▶ [EXERCISE DIRECTIONS]: Transcribe the notice below on the 2027 HSA and HDHP limits in full, word for word.

▶ [SOURCE EXTRACT]:
The IRS has announced the 2027 contribution limits for Health Savings Accounts (HSAs) and High-Deductible Health Plans (HDHPs), and there’s good news! Limits are increasing, giving you more room to save for both today’s care and tomorrow’s healthcare expenses.
| 2026 | 2027 | |
|---|---|---|
| HSA Maximum Contribution: | ||
| Self-Only Coverage | $4,400 | $4,500 |
| Family Coverage | $8,750 | $9,000 |
| Age 55+ Catch Up Contribution | $1,000 | $1,000 |
| High-Deductible Health Plan (HDHP): | ||
| Annual Deductible-Single | $1,700 | $1,750 |
| Annual Deductible-Family | $3,400 | $3,500 |
| Maximum Out-of-Pocket-Single | $8,500 | $8,700 |
| Maximum Out-of-Pocket-Family | $17,000 | $17,400 |
Why This Matters
Higher limits mean more opportunity to save, grow, and prepare for future healthcare costs.
An HSA isn’t just a savings account; it’s a long-term healthcare strategy. With a triple tax advantage, your money works harder for you.
- Tax-free contributions
- Tax-free growth
- Tax-free withdrawals on qualified expenses
Taking just a few minutes now to review your contributions and plan ahead can help you prepare not only for next year, but for decades ahead.
Are you eligible?
You may be eligible to contribute to an HSA if you:
- Are enrolled in a qualifying High-Deductible Health Plan (HDHP)
- Have no other disqualifying health coverage
- Are not enrolled in Medicare
- Are not claimed as a dependent
With healthcare costs rising, especially later in life, your HSA can be a powerful way to save. If possible, aim to contribute the maximum and make the most of the tax benefits. Your HSA savings are yours to keep and never expire, even if you change jobs.
Can’t max it out right now? That’s okay. Start where you can. Every contribution helps. You can adjust your contribution amount at any time during the year, giving you flexibility as your needs change. Get started today by logging into your account at u.bpas.com or contacting your employer.

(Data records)
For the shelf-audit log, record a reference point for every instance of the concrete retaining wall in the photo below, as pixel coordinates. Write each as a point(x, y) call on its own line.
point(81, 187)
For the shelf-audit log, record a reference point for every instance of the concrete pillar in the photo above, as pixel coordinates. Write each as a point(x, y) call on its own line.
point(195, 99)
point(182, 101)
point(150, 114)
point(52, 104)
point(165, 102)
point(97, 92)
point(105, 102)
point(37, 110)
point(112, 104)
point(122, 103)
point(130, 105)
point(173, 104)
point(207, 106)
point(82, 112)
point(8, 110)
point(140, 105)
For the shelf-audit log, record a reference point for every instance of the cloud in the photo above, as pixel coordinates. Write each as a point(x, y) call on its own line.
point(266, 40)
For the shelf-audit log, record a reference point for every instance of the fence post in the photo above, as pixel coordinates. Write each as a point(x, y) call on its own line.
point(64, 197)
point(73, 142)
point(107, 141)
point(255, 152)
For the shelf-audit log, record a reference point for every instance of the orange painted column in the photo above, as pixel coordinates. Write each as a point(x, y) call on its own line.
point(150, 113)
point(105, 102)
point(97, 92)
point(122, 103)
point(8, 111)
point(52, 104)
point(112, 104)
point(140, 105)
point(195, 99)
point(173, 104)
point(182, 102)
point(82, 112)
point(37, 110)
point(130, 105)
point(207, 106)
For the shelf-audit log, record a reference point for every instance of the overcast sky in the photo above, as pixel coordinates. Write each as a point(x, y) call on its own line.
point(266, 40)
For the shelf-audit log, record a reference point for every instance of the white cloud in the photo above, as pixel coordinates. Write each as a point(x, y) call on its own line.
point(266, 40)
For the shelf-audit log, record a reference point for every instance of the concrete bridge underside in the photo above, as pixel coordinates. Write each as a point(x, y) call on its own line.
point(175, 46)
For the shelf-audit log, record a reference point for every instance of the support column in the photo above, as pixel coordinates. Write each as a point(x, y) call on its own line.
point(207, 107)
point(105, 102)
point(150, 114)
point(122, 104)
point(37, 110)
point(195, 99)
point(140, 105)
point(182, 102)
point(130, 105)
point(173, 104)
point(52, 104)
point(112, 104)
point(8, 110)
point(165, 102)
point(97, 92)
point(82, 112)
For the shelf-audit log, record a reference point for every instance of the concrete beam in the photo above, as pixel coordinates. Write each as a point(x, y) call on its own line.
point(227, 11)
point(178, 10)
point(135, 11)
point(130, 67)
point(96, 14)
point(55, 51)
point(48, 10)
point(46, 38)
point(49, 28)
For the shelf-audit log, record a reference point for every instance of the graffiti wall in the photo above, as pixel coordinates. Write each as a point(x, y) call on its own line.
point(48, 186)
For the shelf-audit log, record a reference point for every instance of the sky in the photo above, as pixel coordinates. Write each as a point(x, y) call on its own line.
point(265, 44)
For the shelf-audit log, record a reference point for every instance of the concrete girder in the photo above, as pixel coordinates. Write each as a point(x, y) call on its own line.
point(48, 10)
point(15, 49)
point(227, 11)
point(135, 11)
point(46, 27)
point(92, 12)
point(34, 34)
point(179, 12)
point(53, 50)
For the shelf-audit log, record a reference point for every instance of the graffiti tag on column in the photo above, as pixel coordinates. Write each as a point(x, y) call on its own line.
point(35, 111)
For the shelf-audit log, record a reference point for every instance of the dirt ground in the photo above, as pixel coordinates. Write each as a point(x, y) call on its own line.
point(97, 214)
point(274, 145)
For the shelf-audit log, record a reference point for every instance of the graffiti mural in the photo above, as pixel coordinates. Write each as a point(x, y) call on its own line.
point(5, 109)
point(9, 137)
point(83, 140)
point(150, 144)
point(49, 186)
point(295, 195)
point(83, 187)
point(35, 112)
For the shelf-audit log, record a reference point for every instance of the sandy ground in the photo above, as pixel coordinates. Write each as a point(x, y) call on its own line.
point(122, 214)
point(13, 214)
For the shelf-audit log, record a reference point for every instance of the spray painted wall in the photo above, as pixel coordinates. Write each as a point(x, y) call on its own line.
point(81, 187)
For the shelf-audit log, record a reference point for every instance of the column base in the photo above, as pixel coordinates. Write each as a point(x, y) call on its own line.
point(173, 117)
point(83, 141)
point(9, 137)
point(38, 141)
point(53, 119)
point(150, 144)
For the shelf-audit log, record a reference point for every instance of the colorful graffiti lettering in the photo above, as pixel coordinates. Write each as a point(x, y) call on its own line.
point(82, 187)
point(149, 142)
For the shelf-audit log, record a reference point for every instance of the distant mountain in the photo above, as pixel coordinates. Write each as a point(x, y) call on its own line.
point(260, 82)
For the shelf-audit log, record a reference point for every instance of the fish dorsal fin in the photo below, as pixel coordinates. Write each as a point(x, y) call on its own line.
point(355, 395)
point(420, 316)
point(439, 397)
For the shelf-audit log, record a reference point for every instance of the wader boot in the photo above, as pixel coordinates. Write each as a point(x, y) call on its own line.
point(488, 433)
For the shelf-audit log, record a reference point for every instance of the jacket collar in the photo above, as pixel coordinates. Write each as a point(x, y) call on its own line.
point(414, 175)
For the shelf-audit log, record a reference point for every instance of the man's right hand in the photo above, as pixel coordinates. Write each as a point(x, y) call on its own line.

▶ [TASK RESPONSE]:
The IRS has announced the 2027 contribution limits for Health Savings Accounts (HSAs) and High-Deductible Health Plans (HDHPs), and there’s good news! Limits are increasing, giving you more room to save for both today’s care and tomorrow’s healthcare expenses.
| 2026 | 2027 | |
|---|---|---|
| HSA Maximum Contribution: | ||
| Self-Only Coverage | $4,400 | $4,500 |
| Family Coverage | $8,750 | $9,000 |
| Age 55+ Catch Up Contribution | $1,000 | $1,000 |
| High-Deductible Health Plan (HDHP): | ||
| Annual Deductible-Single | $1,700 | $1,750 |
| Annual Deductible-Family | $3,400 | $3,500 |
| Maximum Out-of-Pocket-Single | $8,500 | $8,700 |
| Maximum Out-of-Pocket-Family | $17,000 | $17,400 |
Why This Matters
Higher limits mean more opportunity to save, grow, and prepare for future healthcare costs.
An HSA isn’t just a savings account; it’s a long-term healthcare strategy. With a triple tax advantage, your money works harder for you.
- Tax-free contributions
- Tax-free growth
- Tax-free withdrawals on qualified expenses
Taking just a few minutes now to review your contributions and plan ahead can help you prepare not only for next year, but for decades ahead.
Are you eligible?
You may be eligible to contribute to an HSA if you:
- Are enrolled in a qualifying High-Deductible Health Plan (HDHP)
- Have no other disqualifying health coverage
- Are not enrolled in Medicare
- Are not claimed as a dependent
With healthcare costs rising, especially later in life, your HSA can be a powerful way to save. If possible, aim to contribute the maximum and make the most of the tax benefits. Your HSA savings are yours to keep and never expire, even if you change jobs.
Can’t max it out right now? That’s okay. Start where you can. Every contribution helps. You can adjust your contribution amount at any time during the year, giving you flexibility as your needs change. Get started today by logging into your account at u.bpas.com or contacting your employer.